(To do): Each line of the material must be returned exactly.

** start **

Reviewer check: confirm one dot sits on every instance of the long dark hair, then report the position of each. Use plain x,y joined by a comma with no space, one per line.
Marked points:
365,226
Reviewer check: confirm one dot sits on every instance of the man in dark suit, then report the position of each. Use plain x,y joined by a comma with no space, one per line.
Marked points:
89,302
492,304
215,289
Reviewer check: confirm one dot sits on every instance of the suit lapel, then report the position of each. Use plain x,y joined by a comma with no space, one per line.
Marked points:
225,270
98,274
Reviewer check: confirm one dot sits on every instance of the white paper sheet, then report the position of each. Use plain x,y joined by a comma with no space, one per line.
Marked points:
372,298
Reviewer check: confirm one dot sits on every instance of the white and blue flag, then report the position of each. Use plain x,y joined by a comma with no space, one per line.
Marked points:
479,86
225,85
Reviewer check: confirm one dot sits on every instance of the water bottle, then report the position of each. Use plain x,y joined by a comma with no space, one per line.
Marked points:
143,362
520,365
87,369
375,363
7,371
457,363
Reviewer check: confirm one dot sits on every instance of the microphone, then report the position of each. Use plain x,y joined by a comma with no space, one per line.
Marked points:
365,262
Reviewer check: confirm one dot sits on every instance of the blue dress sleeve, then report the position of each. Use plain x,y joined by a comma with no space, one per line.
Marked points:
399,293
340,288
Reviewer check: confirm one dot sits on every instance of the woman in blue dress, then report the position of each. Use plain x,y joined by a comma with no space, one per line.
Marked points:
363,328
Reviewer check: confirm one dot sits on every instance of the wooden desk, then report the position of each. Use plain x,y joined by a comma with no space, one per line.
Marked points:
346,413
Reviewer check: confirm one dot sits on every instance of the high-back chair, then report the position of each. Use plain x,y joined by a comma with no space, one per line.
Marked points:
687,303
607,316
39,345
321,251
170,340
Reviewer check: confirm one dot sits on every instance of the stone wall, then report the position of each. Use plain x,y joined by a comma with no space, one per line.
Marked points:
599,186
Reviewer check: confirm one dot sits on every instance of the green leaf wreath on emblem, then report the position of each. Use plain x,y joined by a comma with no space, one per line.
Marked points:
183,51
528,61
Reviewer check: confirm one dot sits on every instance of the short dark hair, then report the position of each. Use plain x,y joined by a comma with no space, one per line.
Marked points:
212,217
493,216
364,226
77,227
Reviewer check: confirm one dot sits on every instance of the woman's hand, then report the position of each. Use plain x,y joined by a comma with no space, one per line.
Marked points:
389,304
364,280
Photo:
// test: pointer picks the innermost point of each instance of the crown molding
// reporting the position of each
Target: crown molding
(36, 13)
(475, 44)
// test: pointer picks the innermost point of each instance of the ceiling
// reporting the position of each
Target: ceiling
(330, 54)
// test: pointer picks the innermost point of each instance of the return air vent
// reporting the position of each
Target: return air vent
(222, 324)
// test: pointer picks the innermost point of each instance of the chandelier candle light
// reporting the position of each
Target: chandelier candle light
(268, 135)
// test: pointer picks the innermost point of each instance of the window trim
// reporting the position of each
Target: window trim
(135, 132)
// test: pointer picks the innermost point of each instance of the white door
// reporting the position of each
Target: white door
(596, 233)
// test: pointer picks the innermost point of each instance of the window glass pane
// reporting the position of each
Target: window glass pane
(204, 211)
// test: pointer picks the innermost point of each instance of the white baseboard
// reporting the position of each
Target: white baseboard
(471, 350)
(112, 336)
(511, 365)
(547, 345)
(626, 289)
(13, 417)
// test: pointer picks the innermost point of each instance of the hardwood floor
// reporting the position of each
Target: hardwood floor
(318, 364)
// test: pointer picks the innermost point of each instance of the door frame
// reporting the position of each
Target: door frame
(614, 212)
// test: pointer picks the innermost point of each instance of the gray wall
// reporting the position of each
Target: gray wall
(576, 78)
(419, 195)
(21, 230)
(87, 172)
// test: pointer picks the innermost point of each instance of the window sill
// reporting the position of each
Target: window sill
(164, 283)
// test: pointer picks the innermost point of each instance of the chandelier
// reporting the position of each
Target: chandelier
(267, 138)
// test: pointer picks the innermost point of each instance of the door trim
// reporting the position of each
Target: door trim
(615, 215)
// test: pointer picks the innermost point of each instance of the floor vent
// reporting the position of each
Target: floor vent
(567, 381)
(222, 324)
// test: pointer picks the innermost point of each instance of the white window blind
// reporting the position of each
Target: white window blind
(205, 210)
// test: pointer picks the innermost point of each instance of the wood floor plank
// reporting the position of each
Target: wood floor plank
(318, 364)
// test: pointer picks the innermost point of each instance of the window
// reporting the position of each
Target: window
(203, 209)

** end **

(Response for this exercise):
Reviewer check: confirm one dot sits on every instance of the long dark hair, then report the position of each. Use plain x,y joined by a comma with no space, one per line.
Marked points:
365,226
Reviewer check: confirm one dot sits on every instance of the man in dark suit, then report the position of each. Use plain x,y joined by a comma with no space, one per line.
Marked points:
89,302
492,304
215,289
Reviewer check: confirm one dot sits on every instance of the suit lapel, then report the position of each. Use plain x,y joined by a comma with no space, one per line.
Marked points:
225,270
98,274
Reviewer check: confirm one dot sits on every instance of the white paper sheet, then report the position of each. Use plain x,y joined by a comma with no space, one per line.
Marked points:
372,298
Reviewer check: confirm one dot sits on every instance of the white and blue flag, then report the position of each. Use plain x,y joined by a comma with no space, one per line.
Marked points:
479,86
225,85
Reviewer check: confirm one dot sits on every instance of the water bottle, then report the position of each. Use plain x,y joined by a comma with no space, one per line.
Marked points:
143,362
520,365
87,369
375,363
7,371
457,363
Reviewer check: confirm one dot sits on every instance of the microphone, then report the position of each. Use plain x,y joined by a comma with no space, one per line.
Marked points:
365,262
Reviewer check: confirm one dot sits on every instance of the blue dress sleeve, then report the position of each. Use plain x,y joined by a comma with no space, one per line.
Marked points:
399,293
340,288
Reviewer check: confirm one dot sits on every instance of the woman in blue dress, then report the position of each. Use plain x,y joined by a comma with no space, one per line.
Marked points:
363,328
Reviewer check: confirm one dot sits on every instance of the wooden desk, then report the position of each. Use plain x,y joined by a comma with no space, one per line.
Marked points:
346,413
Reviewer check: confirm one dot sits on every instance of the high-back chair, then report the position of each. Use plain x,y joined by a comma with no space, one per line.
Marked points:
687,303
607,316
39,345
321,251
170,340
Reviewer check: confirm one dot sits on every instance of the stone wall, then report the position of each. Use plain x,y joined by a comma with no space, one per line.
Marked points:
599,186
Reviewer check: confirm one dot sits on every instance of the green leaf wreath on emblem, then report the position of each. Use plain x,y joined by a comma with no space, one per line.
Marked points:
183,51
528,61
Reviewer check: confirm one dot sits on every instance of the short dark hair, then report the position of each. Use plain x,y joined by a comma with no space, one per line.
Marked points:
212,217
493,216
364,226
77,227
Reviewer check: confirm one dot sits on every instance of the woman's hand, then report the position of each. Use plain x,y joined by a comma with no space, one per line.
Marked points:
389,304
364,280
Photo:
// test: pointer picks the innermost point of each instance of the crown molding
// reporting the position of each
Target: crown molding
(36, 13)
(475, 44)
// test: pointer picks the innermost point of each instance of the ceiling
// reporting the position of each
Target: ceiling
(330, 54)
// test: pointer picks the innermost point of each instance of the return air vent
// reporting the position of each
Target: return air vent
(222, 324)
// test: pointer picks the innermost point of each instance of the chandelier candle light
// reporting the position of each
Target: chandelier candle light
(268, 135)
// test: pointer picks the innermost point of each instance of the window trim
// reporting the position of each
Target: window trim
(135, 132)
// test: pointer picks the innermost point of each instance of the white door
// reporting the position of each
Target: white door
(596, 233)
// test: pointer picks the innermost point of each instance of the window glass pane
// reporting the position of each
Target: window glass pane
(204, 211)
// test: pointer picks the innermost point of each instance of the white baseboard
// reporting the position of each
Target: white baseboard
(471, 350)
(112, 336)
(511, 365)
(547, 345)
(626, 289)
(13, 417)
// test: pointer picks the innermost point of each instance of the hardwood floor
// reporting the position of each
Target: hardwood floor
(318, 364)
// test: pointer picks the innermost point of each instance of the door frame
// reporting the position of each
Target: door frame
(614, 212)
// test: pointer picks the innermost point of each instance of the gray wall
// reporting the position of each
Target: gray wall
(576, 78)
(419, 195)
(21, 230)
(87, 172)
// test: pointer picks the innermost point of each instance of the window sill
// reporting the position of each
Target: window sill
(164, 283)
// test: pointer picks the innermost point of each instance of the chandelier
// reporting the position of each
Target: chandelier
(267, 138)
// test: pointer picks the innermost point of each instance of the door trim
// reporting the position of each
Target: door trim
(615, 215)
// test: pointer picks the innermost point of each instance of the floor vent
// reporting the position of each
Target: floor vent
(567, 381)
(222, 324)
// test: pointer picks the innermost point of each instance of the white window blind
// reporting the position of each
Target: white window blind
(205, 210)
// test: pointer picks the innermost point of each instance of the wood floor plank
// reporting the position of each
Target: wood floor plank
(318, 364)
// test: pointer picks the innermost point of each instance of the window
// reporting the position of each
Target: window
(203, 209)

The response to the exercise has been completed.